▶ _ACTIVITY_
Down to the last line below, repeat the entries word for word and drop the pictures.
[[ TASK DATA open ]]
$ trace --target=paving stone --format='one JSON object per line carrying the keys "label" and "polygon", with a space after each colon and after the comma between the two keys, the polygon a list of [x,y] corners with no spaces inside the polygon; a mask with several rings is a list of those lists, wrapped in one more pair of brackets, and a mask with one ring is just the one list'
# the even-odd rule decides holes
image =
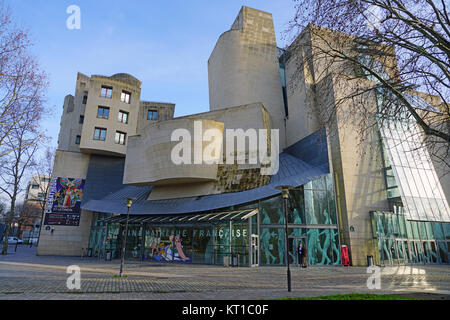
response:
{"label": "paving stone", "polygon": [[[360,267],[291,268],[292,292],[285,267],[221,266],[127,261],[126,277],[118,278],[120,262],[96,258],[41,257],[21,248],[0,256],[0,299],[271,299],[335,293],[450,294],[449,266],[381,268],[381,289],[367,288],[370,274]],[[81,289],[70,290],[66,268],[81,269]]]}

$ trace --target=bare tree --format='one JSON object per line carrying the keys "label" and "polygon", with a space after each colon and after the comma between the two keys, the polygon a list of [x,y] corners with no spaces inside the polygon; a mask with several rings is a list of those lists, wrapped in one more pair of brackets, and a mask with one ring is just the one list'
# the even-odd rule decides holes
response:
{"label": "bare tree", "polygon": [[10,199],[2,254],[14,218],[22,178],[32,167],[43,136],[39,121],[44,114],[46,75],[30,54],[27,31],[13,22],[9,8],[0,3],[0,192]]}
{"label": "bare tree", "polygon": [[41,194],[44,195],[44,198],[38,201],[38,206],[40,209],[39,217],[41,219],[39,225],[38,241],[41,235],[42,225],[44,223],[43,219],[45,216],[45,209],[47,207],[48,193],[51,186],[51,177],[53,172],[54,161],[55,161],[55,149],[52,147],[47,147],[44,156],[39,160],[38,165],[36,166],[36,175],[38,176],[39,179],[39,191]]}
{"label": "bare tree", "polygon": [[16,122],[6,137],[5,145],[12,150],[8,155],[0,158],[0,191],[10,199],[10,213],[2,254],[7,253],[8,237],[11,230],[11,222],[15,215],[16,200],[23,191],[22,178],[27,170],[36,165],[35,154],[38,146],[43,142],[42,135],[38,130],[41,109],[36,106],[35,110],[20,115],[21,120]]}
{"label": "bare tree", "polygon": [[14,126],[42,105],[46,75],[29,53],[27,31],[17,27],[9,8],[0,3],[0,158],[15,146],[5,145]]}
{"label": "bare tree", "polygon": [[[309,48],[294,41],[290,53],[303,52],[298,69],[312,66],[313,90],[328,85],[344,92],[318,117],[332,127],[345,105],[348,121],[358,121],[360,137],[379,119],[415,121],[434,158],[450,172],[450,20],[446,1],[299,0],[286,32],[309,30]],[[300,37],[301,38],[301,37]],[[327,81],[326,77],[337,79]],[[323,80],[323,81],[322,81]],[[320,83],[322,82],[322,83]],[[340,86],[336,88],[336,86]],[[364,103],[380,98],[377,109]],[[322,99],[325,103],[326,99]],[[374,114],[377,121],[374,121]],[[421,139],[422,140],[422,139]]]}
{"label": "bare tree", "polygon": [[47,147],[44,155],[38,160],[35,166],[35,176],[38,181],[36,183],[39,185],[39,193],[43,196],[37,201],[42,214],[47,207],[47,196],[50,189],[50,178],[53,172],[53,162],[55,159],[55,149],[52,147]]}
{"label": "bare tree", "polygon": [[0,222],[4,223],[5,217],[6,217],[6,205],[2,200],[0,200]]}
{"label": "bare tree", "polygon": [[18,237],[23,237],[23,231],[25,231],[26,229],[33,230],[36,220],[41,217],[40,207],[28,201],[16,204],[14,212],[15,213],[12,222],[16,222],[18,225]]}

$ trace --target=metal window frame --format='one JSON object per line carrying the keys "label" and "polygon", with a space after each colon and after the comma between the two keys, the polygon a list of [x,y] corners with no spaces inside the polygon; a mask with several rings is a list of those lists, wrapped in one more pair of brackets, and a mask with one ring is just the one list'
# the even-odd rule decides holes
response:
{"label": "metal window frame", "polygon": [[[127,111],[123,111],[123,110],[119,110],[119,113],[117,115],[117,121],[123,124],[128,124],[128,116],[130,115],[129,112]],[[123,121],[124,116],[126,116],[127,120]]]}
{"label": "metal window frame", "polygon": [[[99,111],[100,109],[102,110],[102,114],[99,115]],[[108,116],[105,117],[105,110],[108,110]],[[110,107],[106,107],[106,106],[98,106],[97,107],[97,118],[99,119],[109,119],[109,114],[111,112],[111,108]]]}
{"label": "metal window frame", "polygon": [[[95,138],[95,133],[96,133],[96,131],[97,130],[99,130],[99,138],[98,139],[96,139]],[[105,139],[101,139],[101,137],[102,137],[102,131],[105,131]],[[96,141],[106,141],[106,134],[107,134],[107,129],[106,128],[100,128],[100,127],[94,127],[94,140],[96,140]]]}
{"label": "metal window frame", "polygon": [[[128,96],[128,101],[126,101],[127,99],[122,99],[123,96]],[[131,104],[131,92],[122,90],[122,92],[120,93],[120,101],[126,104]]]}
{"label": "metal window frame", "polygon": [[[106,90],[105,91],[105,95],[103,95],[103,89]],[[110,92],[110,95],[108,95],[108,92]],[[111,86],[101,86],[101,88],[100,88],[100,97],[101,98],[106,98],[106,99],[112,99],[112,92],[113,92],[113,87],[111,87]]]}
{"label": "metal window frame", "polygon": [[[149,119],[150,113],[152,114],[152,117]],[[153,117],[153,115],[155,115],[155,117]],[[153,119],[153,118],[155,118],[155,119]],[[158,110],[148,109],[147,110],[147,120],[157,121],[158,120]]]}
[[ TASK DATA closed ]]
▶ _EXERCISE OUTPUT_
$ trace --target=paving stone --format='one JSON object per line carrying the keys "label" and "polygon", with a space after each colon and after the comma between the two keys, the polygon a list of [x,y] corners with no spaces inside the polygon; a mask with several rings is a list of those lists, wrapped in one more pair of brackets, and a mask with one ring is just the one list'
# the even-odd rule decides holes
image =
response:
{"label": "paving stone", "polygon": [[[360,267],[291,268],[292,292],[285,267],[221,266],[127,261],[126,277],[118,278],[120,262],[96,258],[41,257],[21,248],[0,256],[0,299],[271,299],[335,293],[450,294],[449,266],[381,268],[381,289],[367,288],[370,274]],[[81,289],[70,290],[66,268],[81,269]]]}

$ trace --target=bare tree --format='one JSON object per line carrying the keys "label" and "polygon", with a space after each colon and after the comma between the two keys, the polygon a list of [x,y] corners with no spaces inside the polygon; a mask with several rings is a list of those lists, wrapped in one more pair of brackets, and a mask with one ring is just the one list'
# the even-odd rule decides holes
response:
{"label": "bare tree", "polygon": [[10,199],[2,254],[14,218],[22,178],[32,167],[43,136],[39,121],[44,114],[46,75],[30,54],[27,31],[13,22],[9,8],[0,3],[0,192]]}
{"label": "bare tree", "polygon": [[41,194],[44,195],[44,198],[38,201],[38,206],[40,209],[39,217],[41,219],[39,225],[38,241],[41,235],[42,225],[44,223],[43,219],[45,216],[45,209],[47,207],[48,193],[51,186],[51,177],[53,172],[54,161],[55,161],[55,149],[52,147],[47,147],[44,156],[39,160],[38,165],[36,166],[36,175],[38,176],[39,179],[39,191]]}
{"label": "bare tree", "polygon": [[16,122],[6,137],[5,145],[12,150],[8,155],[0,158],[0,191],[10,199],[10,213],[2,254],[7,253],[8,237],[11,230],[11,222],[15,215],[16,200],[23,191],[22,178],[27,170],[36,165],[35,154],[38,146],[43,142],[42,135],[38,130],[41,109],[36,106],[35,110],[20,115],[21,120]]}
{"label": "bare tree", "polygon": [[14,126],[42,105],[46,75],[29,53],[27,31],[17,27],[9,8],[0,3],[0,158],[15,146],[5,145]]}
{"label": "bare tree", "polygon": [[[309,48],[294,41],[290,53],[303,52],[298,69],[312,66],[313,90],[328,85],[344,92],[318,117],[332,127],[345,105],[348,121],[358,121],[360,137],[379,119],[415,121],[434,158],[450,172],[450,20],[446,1],[299,0],[286,32],[309,30]],[[300,37],[301,38],[301,37]],[[327,81],[326,77],[337,79]],[[323,80],[323,81],[322,81]],[[320,83],[322,82],[322,83]],[[340,86],[336,88],[336,86]],[[364,103],[380,98],[377,109]],[[322,99],[325,103],[326,99]],[[374,114],[377,121],[374,121]],[[421,139],[422,140],[422,139]]]}
{"label": "bare tree", "polygon": [[47,147],[44,155],[38,160],[35,166],[35,176],[38,181],[36,183],[39,185],[39,193],[43,196],[37,201],[42,214],[47,207],[47,196],[50,189],[50,178],[53,172],[53,162],[55,159],[55,149],[52,147]]}
{"label": "bare tree", "polygon": [[0,222],[4,223],[5,217],[6,217],[6,205],[2,200],[0,200]]}
{"label": "bare tree", "polygon": [[18,237],[23,237],[23,231],[25,231],[26,229],[33,230],[36,220],[41,217],[40,207],[28,201],[16,204],[14,212],[15,213],[12,222],[16,222],[18,225]]}

$ trace --target=metal window frame --format='one JSON object per line carrying the keys "label" and "polygon", with a space after each colon and after the comma between the two keys, the polygon a list of [x,y] corners with no spaces inside the polygon; a mask with several rings is a list of those lists, wrapped in one more pair of brackets, and a mask with one ring is just the one list'
# the even-odd rule decides holes
response:
{"label": "metal window frame", "polygon": [[[127,111],[123,111],[123,110],[119,110],[119,113],[117,115],[117,121],[123,124],[128,124],[128,116],[130,115],[129,112]],[[123,121],[124,116],[126,116],[127,120]]]}
{"label": "metal window frame", "polygon": [[[99,111],[100,109],[102,110],[102,114],[99,115]],[[108,116],[105,117],[105,110],[108,110]],[[110,107],[106,107],[106,106],[98,106],[97,107],[97,118],[99,119],[109,119],[109,114],[111,112],[111,108]]]}
{"label": "metal window frame", "polygon": [[[95,138],[95,133],[96,133],[96,131],[97,130],[99,130],[99,138],[98,139],[96,139]],[[105,139],[101,139],[101,137],[102,137],[102,131],[105,131]],[[96,141],[106,141],[106,134],[107,134],[107,129],[106,128],[100,128],[100,127],[94,127],[94,140],[96,140]]]}
{"label": "metal window frame", "polygon": [[[128,96],[128,101],[126,101],[127,99],[122,99],[123,96]],[[131,104],[131,92],[122,90],[122,92],[120,93],[120,101],[126,104]]]}
{"label": "metal window frame", "polygon": [[[106,90],[105,91],[105,95],[103,95],[103,89]],[[110,92],[110,95],[108,95],[108,92]],[[111,86],[101,86],[101,88],[100,88],[100,97],[101,98],[106,98],[106,99],[112,99],[112,92],[113,92],[113,87],[111,87]]]}
{"label": "metal window frame", "polygon": [[[149,119],[150,113],[152,114],[152,117]],[[153,117],[153,115],[155,115],[155,117]],[[153,119],[153,118],[155,118],[155,119]],[[158,110],[148,109],[147,110],[147,120],[157,121],[158,120]]]}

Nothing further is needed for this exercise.